:: YOUR TASK ::
Return nothing but the lines from the line containing "of the riverbank." through the last line of the records, reproduced exactly.
----- RECORDS SUPPLIED
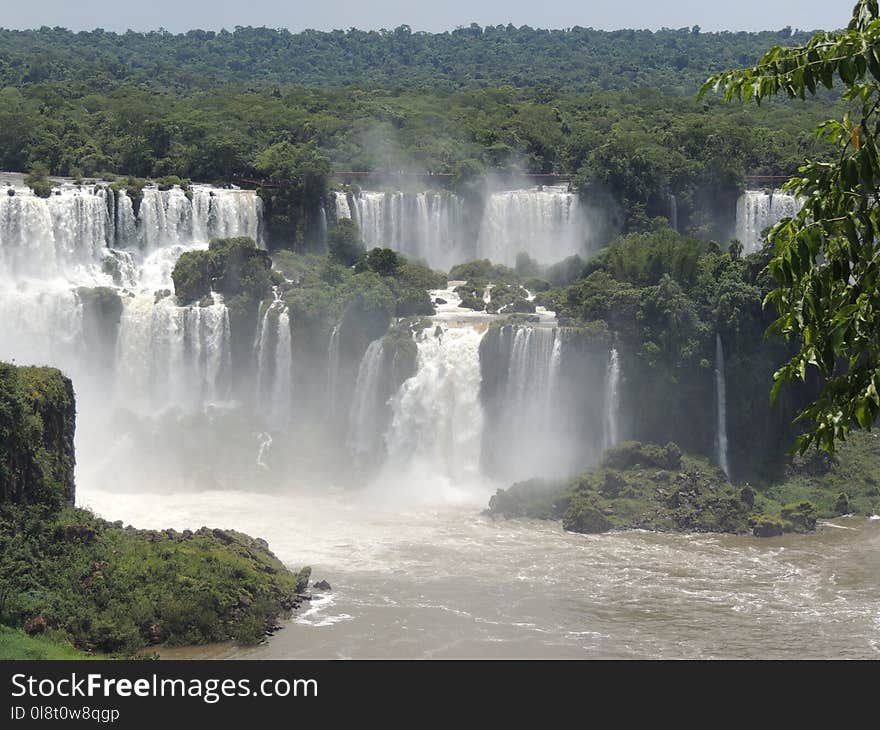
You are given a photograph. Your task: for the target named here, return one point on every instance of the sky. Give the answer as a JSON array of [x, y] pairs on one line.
[[434, 16]]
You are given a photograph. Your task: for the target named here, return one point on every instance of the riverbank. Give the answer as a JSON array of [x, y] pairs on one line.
[[438, 579], [71, 580], [642, 486]]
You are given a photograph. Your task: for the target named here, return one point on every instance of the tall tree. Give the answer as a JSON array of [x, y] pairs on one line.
----------
:: TASK RESULT ::
You are given a photograph. Your task: for the target named here, return one point on every instance of the riverbank. Give the answer as a JSON array of [x, y] pairs on one line.
[[438, 579], [71, 580], [642, 486]]
You are given a photograph. Your task: for the target named here, return one point on every instance of the tall tree. Give the answer as a JSON array of [x, y] pairs on one line.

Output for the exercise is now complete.